BEGIN Data extract

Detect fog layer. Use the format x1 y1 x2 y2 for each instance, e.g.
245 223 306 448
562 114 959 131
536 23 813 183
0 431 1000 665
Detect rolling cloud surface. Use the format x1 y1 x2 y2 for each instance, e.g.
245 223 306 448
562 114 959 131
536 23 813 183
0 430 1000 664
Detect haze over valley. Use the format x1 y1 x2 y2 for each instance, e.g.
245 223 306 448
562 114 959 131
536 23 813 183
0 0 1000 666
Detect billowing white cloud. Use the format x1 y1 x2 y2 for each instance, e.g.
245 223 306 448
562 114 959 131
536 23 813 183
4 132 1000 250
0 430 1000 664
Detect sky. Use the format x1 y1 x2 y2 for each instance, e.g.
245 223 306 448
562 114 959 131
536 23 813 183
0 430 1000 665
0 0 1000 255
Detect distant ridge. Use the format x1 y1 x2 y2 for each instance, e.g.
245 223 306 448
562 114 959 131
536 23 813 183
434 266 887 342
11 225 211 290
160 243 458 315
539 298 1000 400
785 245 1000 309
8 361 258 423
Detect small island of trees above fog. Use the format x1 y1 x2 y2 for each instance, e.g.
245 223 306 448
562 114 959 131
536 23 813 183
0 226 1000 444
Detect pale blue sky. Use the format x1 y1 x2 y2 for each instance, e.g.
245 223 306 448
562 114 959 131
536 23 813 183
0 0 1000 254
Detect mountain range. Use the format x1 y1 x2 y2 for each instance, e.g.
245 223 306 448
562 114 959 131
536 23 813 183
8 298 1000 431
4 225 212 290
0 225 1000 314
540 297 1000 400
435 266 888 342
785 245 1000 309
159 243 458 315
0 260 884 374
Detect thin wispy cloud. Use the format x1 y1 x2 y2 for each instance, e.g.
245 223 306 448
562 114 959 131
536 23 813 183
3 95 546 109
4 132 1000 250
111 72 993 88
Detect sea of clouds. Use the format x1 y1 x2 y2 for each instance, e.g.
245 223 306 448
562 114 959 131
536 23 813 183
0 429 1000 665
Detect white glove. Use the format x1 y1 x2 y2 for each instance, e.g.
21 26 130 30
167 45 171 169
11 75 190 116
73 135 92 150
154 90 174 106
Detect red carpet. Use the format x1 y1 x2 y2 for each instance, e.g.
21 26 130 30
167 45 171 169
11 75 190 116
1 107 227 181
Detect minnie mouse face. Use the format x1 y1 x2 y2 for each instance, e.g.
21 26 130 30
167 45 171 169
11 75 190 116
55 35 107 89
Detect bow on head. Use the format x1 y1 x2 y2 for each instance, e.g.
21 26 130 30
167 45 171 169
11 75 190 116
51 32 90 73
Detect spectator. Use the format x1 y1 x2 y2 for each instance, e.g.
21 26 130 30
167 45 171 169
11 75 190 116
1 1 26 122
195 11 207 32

END Data extract

Copy all the records above line for line, without changing anything.

#### Reply to the exercise
Detect fog layer. Use the format x1 y1 x2 y2 for each instance, e.g.
245 223 306 448
562 114 959 131
536 23 813 183
0 431 1000 665
Detect rolling cloud surface. Use the format x1 y1 x2 y2 for each instance, e.g.
245 223 306 448
562 114 959 131
536 23 813 183
0 430 1000 664
Detect haze over valley. Use the format x1 y1 x2 y2 for each instance, e.g.
245 223 306 448
562 114 959 131
536 23 813 183
0 0 1000 666
Detect billowing white cloud. Use the format x1 y1 x2 y2 for each instance, e.g.
245 223 306 448
562 114 959 131
536 23 813 183
4 132 1000 250
0 430 1000 664
Detect sky. Use the format x1 y1 x2 y2 for each instance, e.g.
245 223 306 448
562 114 959 131
536 23 813 183
0 430 1000 665
0 0 1000 255
Detect distant ridge. Use the format x1 y1 x2 y2 for each instance, e.g.
245 223 306 448
562 114 959 131
536 23 813 183
434 266 887 342
11 225 211 290
160 243 458 315
539 298 1000 400
785 245 1000 309
8 361 258 423
Detect small island of trees above fog. Use the format x1 y1 x2 y2 for each instance, e.g.
245 223 306 448
562 114 959 131
536 23 813 183
0 226 1000 444
Detect pale blue sky. Use the format x1 y1 x2 y2 for each instance, e.g.
245 223 306 448
562 114 959 131
536 23 813 183
0 0 1000 254
Detect mountain range. Use the format x1 y1 x2 y2 for each instance, e.g.
245 223 306 448
562 114 959 131
536 23 813 183
8 298 1000 431
4 225 212 290
0 225 1000 314
540 297 1000 400
435 266 888 342
785 245 1000 309
159 243 458 315
0 260 884 374
Detect thin wispy cloud. Use the format x1 y1 x2 y2 for each instance, e.g.
245 223 306 448
562 114 959 131
536 23 813 183
3 95 546 109
4 132 1000 250
111 72 993 88
Detect sea of clouds. Use the format x1 y1 x2 y2 for each instance, e.g.
245 223 306 448
562 114 959 131
536 23 813 183
0 429 1000 665
Detect white glove. Use the format x1 y1 x2 y2 for each instance, e.g.
21 26 130 30
167 45 171 169
11 75 190 116
73 135 92 150
154 90 174 106
Detect red carpet. Use the format x1 y1 x2 y2 for each instance, e.g.
21 26 130 30
167 45 171 169
11 75 190 116
1 107 227 181
Detect minnie mouse face. Use the format x1 y1 x2 y2 for each instance, e.g.
21 26 130 30
167 45 171 169
11 75 190 116
55 35 107 89
Detect bow on head. Use the format x1 y1 x2 y2 for each instance, e.g.
21 26 130 30
167 45 171 169
11 75 190 116
51 32 90 73
Detect spectator. Use the format x1 y1 x2 y2 for each instance, e.g.
21 26 130 30
167 45 171 169
11 75 190 116
1 1 26 122
195 11 207 32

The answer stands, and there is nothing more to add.